[Opening LISTED ENTRIES section]
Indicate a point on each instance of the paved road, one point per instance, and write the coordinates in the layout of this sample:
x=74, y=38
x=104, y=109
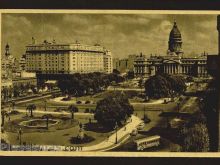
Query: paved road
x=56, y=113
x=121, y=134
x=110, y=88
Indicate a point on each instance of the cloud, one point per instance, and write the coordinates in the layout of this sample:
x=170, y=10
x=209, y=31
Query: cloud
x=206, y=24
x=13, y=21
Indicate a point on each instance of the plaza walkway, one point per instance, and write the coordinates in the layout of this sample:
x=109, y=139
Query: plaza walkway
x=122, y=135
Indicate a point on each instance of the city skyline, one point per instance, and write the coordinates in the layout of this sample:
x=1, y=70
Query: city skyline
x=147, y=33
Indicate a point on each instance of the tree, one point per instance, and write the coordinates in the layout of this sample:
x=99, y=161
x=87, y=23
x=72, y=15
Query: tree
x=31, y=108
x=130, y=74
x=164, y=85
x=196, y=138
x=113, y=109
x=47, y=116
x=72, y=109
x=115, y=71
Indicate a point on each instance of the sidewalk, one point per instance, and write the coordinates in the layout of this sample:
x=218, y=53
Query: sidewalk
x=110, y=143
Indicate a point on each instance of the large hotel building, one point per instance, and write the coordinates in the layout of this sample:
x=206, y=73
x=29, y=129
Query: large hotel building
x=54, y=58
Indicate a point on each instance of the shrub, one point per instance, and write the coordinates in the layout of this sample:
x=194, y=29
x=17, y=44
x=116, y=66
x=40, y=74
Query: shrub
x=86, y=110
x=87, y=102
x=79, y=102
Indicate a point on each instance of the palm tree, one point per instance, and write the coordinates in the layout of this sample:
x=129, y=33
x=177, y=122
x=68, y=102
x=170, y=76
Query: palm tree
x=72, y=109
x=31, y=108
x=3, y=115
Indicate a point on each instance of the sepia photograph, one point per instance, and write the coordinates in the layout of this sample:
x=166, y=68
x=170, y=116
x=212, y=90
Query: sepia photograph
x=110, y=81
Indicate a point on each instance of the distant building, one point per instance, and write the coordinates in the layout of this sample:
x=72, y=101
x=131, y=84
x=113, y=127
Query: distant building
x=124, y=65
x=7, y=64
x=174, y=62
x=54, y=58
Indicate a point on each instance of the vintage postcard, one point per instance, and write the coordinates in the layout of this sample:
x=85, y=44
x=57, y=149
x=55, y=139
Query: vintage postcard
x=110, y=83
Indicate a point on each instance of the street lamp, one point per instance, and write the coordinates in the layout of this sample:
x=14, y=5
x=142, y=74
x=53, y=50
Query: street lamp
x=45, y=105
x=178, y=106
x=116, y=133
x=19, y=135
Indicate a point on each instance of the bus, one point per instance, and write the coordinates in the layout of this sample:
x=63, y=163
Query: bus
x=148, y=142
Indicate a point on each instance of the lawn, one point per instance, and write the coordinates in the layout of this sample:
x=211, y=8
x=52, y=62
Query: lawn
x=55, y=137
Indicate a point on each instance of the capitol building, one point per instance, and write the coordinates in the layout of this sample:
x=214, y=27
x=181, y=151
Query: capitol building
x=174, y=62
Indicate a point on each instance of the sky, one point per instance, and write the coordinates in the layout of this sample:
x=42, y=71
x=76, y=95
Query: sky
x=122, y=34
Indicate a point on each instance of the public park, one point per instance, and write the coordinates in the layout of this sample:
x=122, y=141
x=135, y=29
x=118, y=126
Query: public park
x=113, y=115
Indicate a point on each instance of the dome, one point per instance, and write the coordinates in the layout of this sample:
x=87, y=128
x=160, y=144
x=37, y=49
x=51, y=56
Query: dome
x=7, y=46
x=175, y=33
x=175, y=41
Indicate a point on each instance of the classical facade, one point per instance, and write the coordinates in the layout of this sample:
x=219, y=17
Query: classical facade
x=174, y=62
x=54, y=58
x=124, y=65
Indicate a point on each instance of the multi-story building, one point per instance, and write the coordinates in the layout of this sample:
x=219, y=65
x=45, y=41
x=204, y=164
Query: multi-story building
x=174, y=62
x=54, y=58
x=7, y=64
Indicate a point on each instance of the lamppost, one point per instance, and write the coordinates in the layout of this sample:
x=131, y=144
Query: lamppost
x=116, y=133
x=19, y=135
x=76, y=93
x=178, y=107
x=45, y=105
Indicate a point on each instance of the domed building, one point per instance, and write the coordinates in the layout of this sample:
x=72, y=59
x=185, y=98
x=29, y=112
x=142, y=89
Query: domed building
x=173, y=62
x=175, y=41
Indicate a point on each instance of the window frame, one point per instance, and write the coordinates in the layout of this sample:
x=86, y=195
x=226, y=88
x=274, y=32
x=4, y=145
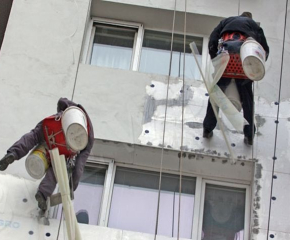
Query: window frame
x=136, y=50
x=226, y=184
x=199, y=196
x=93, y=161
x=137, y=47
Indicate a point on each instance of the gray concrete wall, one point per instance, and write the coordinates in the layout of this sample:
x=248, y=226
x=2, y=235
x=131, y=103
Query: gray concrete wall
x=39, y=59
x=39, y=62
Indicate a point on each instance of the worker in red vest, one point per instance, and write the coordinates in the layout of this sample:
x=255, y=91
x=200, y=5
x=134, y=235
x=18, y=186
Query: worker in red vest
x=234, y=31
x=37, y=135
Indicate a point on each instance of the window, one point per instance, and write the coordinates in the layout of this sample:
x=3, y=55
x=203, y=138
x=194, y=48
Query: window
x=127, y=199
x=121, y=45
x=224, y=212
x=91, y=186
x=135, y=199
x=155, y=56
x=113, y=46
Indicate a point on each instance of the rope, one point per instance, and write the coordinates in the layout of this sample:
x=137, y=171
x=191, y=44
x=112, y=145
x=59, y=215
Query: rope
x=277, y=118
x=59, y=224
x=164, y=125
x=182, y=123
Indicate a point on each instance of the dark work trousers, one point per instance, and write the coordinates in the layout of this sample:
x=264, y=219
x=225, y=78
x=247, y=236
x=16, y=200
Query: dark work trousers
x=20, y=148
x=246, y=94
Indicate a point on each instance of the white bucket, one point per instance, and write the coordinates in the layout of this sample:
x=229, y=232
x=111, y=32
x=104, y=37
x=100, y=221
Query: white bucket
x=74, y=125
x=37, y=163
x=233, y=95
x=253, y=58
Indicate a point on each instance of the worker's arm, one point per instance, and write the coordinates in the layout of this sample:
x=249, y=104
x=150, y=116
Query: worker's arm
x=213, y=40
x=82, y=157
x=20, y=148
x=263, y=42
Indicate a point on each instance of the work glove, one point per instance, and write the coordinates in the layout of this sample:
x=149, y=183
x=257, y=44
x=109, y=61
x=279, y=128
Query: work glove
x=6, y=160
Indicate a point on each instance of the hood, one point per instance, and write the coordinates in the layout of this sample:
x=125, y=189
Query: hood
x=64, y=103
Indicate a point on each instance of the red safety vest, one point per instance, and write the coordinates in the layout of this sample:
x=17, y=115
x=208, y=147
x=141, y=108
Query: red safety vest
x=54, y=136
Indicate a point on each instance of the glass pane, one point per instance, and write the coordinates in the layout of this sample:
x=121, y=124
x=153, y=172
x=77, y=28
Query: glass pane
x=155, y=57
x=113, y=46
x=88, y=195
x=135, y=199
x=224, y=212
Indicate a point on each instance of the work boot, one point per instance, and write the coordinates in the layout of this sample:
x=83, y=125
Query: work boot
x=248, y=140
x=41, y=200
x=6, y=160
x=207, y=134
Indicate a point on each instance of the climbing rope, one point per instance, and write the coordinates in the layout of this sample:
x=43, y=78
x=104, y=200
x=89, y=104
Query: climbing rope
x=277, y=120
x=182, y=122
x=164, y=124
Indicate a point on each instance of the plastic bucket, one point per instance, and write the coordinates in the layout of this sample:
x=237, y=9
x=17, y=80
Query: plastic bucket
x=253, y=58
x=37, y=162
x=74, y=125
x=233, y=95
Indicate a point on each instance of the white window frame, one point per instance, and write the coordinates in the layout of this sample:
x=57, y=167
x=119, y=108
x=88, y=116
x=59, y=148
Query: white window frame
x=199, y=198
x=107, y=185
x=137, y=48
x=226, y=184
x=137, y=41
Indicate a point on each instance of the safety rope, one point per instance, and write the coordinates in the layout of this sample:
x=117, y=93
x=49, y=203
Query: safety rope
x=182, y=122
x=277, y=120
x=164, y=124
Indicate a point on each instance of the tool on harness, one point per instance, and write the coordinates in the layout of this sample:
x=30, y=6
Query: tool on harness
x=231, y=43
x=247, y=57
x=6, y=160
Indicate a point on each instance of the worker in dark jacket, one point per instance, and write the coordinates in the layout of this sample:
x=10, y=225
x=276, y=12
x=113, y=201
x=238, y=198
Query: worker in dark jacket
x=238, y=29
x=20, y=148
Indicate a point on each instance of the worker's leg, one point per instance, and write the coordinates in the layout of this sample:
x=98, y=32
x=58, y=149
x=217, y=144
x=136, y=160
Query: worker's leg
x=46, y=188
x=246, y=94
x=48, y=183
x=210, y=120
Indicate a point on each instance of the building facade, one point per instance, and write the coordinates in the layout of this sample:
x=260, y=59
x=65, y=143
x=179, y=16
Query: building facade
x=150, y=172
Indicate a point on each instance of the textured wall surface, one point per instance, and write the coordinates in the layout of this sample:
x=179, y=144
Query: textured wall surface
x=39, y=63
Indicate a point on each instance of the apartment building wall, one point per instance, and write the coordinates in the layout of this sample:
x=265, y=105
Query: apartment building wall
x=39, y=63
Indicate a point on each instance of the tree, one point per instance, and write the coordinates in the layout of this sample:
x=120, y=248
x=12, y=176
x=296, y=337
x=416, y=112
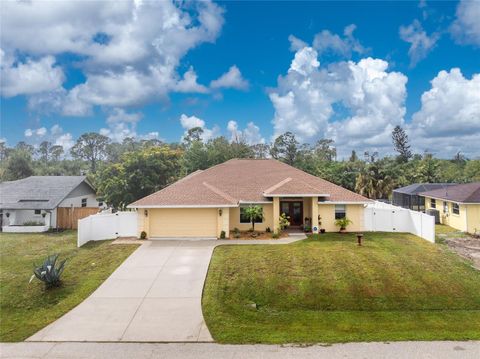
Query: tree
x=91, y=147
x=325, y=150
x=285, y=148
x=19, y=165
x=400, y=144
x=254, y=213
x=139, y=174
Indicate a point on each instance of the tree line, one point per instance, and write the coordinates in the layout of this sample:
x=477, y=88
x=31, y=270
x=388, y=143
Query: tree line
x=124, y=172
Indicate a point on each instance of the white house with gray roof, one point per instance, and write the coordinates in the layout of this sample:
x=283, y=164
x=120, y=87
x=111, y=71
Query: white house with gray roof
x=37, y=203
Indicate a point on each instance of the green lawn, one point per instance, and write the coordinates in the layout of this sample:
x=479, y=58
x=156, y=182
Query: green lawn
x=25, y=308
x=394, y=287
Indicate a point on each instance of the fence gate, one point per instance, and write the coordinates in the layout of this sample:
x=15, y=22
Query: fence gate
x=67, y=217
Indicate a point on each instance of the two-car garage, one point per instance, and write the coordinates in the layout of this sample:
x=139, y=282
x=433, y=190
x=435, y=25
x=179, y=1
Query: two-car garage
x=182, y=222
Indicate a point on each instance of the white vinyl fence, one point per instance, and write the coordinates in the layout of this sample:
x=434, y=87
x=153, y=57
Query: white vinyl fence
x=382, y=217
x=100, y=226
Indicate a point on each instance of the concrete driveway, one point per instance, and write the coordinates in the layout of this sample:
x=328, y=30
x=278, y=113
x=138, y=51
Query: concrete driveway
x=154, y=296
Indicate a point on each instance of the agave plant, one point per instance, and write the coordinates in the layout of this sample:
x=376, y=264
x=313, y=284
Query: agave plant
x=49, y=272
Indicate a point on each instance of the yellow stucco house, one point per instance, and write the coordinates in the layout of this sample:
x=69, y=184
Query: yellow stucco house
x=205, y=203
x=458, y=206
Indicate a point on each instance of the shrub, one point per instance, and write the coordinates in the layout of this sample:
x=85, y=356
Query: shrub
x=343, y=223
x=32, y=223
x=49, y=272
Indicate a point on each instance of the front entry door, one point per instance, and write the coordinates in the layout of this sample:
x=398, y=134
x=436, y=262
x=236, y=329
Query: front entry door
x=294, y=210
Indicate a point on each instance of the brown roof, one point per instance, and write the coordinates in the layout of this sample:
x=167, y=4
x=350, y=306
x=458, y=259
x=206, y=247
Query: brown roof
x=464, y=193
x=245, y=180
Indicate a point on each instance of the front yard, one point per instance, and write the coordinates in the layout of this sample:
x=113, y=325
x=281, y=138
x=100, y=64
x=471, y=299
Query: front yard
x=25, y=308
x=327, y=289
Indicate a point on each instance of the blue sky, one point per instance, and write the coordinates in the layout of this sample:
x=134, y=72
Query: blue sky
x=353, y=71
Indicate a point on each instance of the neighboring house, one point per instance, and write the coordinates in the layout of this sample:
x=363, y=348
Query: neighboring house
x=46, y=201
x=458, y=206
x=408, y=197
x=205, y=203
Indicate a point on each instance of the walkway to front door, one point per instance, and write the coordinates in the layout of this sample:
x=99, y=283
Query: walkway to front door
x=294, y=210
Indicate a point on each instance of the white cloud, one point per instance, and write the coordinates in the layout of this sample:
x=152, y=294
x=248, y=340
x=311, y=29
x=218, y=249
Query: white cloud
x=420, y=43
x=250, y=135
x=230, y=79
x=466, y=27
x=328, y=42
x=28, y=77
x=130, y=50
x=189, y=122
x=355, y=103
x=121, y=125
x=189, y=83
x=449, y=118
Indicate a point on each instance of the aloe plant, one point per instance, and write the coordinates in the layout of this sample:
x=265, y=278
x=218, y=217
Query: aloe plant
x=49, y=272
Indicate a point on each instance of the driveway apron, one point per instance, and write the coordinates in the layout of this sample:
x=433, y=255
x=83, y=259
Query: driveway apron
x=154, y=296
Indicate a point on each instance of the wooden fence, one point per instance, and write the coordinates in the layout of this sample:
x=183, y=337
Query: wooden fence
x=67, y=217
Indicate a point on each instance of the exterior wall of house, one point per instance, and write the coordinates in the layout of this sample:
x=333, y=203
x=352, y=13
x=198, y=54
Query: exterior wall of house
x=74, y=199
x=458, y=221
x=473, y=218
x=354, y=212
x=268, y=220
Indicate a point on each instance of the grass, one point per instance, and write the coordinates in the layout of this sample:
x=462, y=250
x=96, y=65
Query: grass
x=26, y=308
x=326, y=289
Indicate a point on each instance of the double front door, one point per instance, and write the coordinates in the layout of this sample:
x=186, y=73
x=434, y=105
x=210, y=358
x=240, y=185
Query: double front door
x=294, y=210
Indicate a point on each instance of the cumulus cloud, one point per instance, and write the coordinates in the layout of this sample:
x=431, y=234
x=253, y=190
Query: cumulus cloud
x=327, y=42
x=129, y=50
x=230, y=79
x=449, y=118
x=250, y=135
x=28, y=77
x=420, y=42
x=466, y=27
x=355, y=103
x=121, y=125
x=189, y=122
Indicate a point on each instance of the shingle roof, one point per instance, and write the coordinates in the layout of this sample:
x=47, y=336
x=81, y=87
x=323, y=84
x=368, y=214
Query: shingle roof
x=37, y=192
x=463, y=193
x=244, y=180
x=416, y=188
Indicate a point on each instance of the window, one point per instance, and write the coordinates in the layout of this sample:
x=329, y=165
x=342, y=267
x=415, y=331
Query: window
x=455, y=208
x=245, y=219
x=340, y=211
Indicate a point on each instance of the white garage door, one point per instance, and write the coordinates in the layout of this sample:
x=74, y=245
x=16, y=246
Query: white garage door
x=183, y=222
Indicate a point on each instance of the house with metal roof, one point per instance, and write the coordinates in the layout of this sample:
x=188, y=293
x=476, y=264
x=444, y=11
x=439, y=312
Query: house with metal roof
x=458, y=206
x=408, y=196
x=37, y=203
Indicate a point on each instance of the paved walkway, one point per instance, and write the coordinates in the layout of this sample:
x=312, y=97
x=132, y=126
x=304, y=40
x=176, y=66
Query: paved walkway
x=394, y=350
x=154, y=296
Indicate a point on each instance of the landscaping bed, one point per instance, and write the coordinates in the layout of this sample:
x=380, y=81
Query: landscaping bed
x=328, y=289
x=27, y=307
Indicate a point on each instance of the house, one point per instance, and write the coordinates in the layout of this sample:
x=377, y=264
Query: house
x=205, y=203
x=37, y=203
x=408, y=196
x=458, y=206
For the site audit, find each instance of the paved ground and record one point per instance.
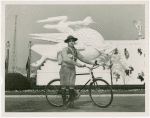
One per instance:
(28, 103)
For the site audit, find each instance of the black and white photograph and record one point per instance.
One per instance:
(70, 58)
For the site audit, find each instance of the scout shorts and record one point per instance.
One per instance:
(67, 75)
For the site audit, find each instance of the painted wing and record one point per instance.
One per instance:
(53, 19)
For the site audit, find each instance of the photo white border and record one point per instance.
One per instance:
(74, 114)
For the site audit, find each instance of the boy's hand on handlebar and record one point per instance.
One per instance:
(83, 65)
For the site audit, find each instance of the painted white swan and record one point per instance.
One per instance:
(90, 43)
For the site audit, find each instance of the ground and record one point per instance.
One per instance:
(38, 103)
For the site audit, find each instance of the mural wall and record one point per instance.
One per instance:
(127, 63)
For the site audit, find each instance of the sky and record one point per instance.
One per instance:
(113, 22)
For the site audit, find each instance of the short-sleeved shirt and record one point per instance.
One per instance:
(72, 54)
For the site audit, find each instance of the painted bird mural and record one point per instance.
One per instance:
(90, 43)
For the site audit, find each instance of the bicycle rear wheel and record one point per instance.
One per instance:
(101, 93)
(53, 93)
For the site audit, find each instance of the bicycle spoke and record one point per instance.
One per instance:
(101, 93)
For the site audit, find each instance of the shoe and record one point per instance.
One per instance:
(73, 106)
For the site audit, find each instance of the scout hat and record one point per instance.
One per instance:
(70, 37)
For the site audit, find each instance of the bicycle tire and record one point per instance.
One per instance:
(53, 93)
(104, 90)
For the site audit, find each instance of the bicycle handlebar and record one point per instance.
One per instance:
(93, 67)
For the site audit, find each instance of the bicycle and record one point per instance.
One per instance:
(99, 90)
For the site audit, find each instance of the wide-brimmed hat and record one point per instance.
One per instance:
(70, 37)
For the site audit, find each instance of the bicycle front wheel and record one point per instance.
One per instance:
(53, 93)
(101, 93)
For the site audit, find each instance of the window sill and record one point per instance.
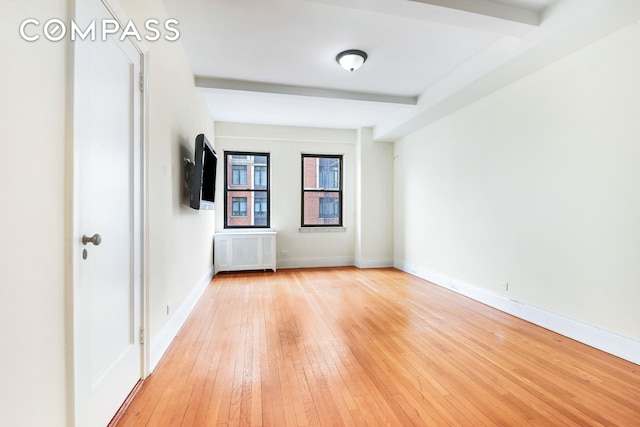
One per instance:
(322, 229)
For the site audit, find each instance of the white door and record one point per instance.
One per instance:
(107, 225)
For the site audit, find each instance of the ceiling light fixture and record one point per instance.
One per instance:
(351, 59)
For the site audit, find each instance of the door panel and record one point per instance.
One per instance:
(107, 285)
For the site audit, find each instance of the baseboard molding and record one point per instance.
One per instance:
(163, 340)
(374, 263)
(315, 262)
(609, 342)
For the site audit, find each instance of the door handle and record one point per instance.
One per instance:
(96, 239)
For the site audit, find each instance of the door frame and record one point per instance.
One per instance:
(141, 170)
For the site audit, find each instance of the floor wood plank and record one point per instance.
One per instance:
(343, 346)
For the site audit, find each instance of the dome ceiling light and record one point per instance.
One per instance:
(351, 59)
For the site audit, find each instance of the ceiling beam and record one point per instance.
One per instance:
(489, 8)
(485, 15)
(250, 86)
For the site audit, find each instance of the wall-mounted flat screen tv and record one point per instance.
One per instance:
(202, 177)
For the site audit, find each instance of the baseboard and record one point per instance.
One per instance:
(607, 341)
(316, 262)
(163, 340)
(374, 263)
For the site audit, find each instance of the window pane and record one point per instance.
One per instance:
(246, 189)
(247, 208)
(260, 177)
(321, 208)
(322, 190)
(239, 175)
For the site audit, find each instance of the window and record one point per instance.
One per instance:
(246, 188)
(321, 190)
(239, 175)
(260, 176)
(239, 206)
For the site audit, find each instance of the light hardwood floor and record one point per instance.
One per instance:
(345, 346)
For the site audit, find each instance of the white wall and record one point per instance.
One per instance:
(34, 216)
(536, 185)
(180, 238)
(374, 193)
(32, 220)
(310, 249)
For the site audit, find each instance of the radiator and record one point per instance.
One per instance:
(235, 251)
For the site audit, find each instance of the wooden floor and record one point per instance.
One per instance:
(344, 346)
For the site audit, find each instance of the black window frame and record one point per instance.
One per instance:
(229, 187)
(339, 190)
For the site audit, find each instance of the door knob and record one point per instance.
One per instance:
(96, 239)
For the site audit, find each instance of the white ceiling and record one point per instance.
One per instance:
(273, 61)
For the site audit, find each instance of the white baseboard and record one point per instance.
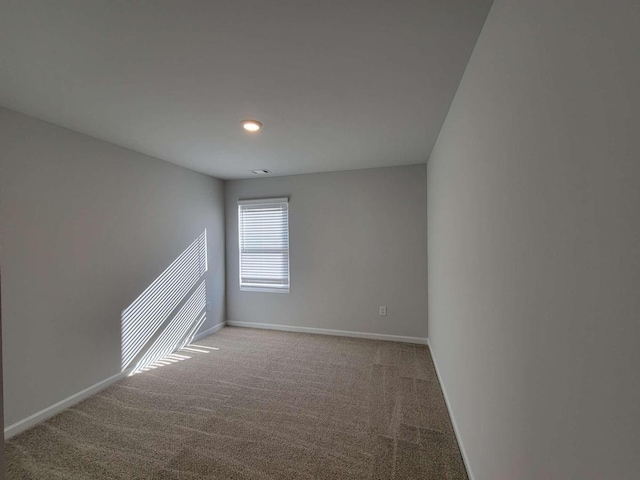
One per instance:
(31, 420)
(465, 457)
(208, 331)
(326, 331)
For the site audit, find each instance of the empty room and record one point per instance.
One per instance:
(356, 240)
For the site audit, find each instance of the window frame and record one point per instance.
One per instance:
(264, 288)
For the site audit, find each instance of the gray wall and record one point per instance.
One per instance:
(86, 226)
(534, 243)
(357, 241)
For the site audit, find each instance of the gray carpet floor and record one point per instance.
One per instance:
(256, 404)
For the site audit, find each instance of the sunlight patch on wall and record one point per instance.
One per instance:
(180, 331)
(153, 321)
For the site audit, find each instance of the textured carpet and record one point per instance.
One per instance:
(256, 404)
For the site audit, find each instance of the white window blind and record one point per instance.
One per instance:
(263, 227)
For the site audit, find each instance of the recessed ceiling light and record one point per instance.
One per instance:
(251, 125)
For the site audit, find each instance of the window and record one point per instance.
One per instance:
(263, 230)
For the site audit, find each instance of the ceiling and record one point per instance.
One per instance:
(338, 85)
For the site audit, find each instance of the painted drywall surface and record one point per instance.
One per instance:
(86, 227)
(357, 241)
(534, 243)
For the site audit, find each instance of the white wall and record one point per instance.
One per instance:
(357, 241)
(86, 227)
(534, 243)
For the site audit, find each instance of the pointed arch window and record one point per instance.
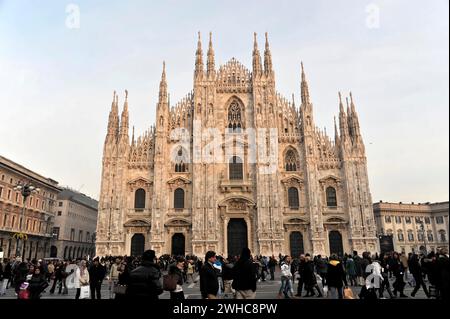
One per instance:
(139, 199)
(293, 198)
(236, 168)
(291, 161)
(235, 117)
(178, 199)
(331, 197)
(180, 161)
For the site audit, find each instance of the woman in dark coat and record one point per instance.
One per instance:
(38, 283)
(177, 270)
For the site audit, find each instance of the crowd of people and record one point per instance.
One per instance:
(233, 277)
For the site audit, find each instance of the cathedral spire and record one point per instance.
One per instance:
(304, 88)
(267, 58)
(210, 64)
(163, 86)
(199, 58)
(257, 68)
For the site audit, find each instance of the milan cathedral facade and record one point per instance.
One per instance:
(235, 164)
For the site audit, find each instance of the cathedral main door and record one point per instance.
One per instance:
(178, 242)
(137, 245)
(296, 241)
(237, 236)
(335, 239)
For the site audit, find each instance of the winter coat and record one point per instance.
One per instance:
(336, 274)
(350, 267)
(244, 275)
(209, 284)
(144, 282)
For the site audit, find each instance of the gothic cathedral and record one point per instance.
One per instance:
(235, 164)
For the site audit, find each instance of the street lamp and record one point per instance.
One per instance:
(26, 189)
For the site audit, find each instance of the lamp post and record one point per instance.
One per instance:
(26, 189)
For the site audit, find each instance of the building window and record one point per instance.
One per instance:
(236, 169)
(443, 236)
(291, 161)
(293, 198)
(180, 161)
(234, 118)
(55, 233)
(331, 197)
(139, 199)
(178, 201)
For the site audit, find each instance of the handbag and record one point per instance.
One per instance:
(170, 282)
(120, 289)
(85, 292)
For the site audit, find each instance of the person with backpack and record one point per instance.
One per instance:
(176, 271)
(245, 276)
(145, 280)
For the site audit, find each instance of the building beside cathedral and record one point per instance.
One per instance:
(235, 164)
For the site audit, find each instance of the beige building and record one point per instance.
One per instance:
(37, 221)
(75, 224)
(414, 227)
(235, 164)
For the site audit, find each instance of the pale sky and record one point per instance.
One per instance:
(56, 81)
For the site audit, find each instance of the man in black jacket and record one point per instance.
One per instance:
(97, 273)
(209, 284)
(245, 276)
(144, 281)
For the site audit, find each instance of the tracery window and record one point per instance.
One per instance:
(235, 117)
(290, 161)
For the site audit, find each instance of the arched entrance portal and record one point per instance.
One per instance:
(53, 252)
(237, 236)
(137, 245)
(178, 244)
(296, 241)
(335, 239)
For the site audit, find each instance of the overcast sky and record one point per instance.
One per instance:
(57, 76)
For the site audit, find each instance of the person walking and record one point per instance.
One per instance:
[Closing LISTED ENTRIES section]
DIRECTIONS: Your task is to retype the entries verbatim, starting with the line that holds "x=398, y=134" and stopping after the line that holds "x=183, y=337".

ANSWER SPACE:
x=398, y=134
x=436, y=262
x=236, y=329
Query: front entry door
x=294, y=210
Indicate a point on each instance of the brown roof, one point per instance, and write the coordinates in the layout of this sample:
x=167, y=4
x=350, y=306
x=458, y=259
x=206, y=247
Query: brown roof
x=464, y=193
x=245, y=180
Indicate a point on each instance of the front yard, one point per instance, and write the coordinates in the layout of this sample:
x=113, y=325
x=281, y=138
x=100, y=64
x=471, y=299
Query: front yard
x=25, y=308
x=327, y=289
Indicate a point on each instance of the blue sky, one point per instance, and write the coordinates in the layout of this sample:
x=134, y=72
Query: blue sky
x=353, y=71
Indicate a point on each instance of the neighboring house, one point per instance, and write the coordinates in the layout of this sample:
x=363, y=348
Query: neighboring house
x=46, y=201
x=458, y=206
x=408, y=197
x=205, y=203
Indicate a point on each instance of the walkway to front door, one point per instance, and write the coordinates in the layout of this sample:
x=99, y=283
Query: walkway to front door
x=294, y=210
Indicate a point on each instance of the white cloud, one point per instance, and write the coordinates in the layout of this sample:
x=152, y=294
x=248, y=340
x=311, y=29
x=218, y=249
Query: white cloud
x=420, y=43
x=250, y=135
x=230, y=79
x=466, y=27
x=328, y=42
x=28, y=77
x=130, y=50
x=189, y=122
x=355, y=103
x=121, y=125
x=189, y=83
x=449, y=118
Indicate a point on each instance of the aloe plant, one point per instance, and write the coordinates in the layout of this sample:
x=265, y=278
x=218, y=217
Query: aloe plant
x=49, y=272
Indicate a point on each instance of the driveway apron, one point per instance, and write the coordinates in the layout of this sample:
x=433, y=255
x=83, y=259
Query: driveway apron
x=154, y=296
Indicate a point on each instance of the wooden fence, one point per instance, and write the coordinates in the layout of this sample:
x=183, y=337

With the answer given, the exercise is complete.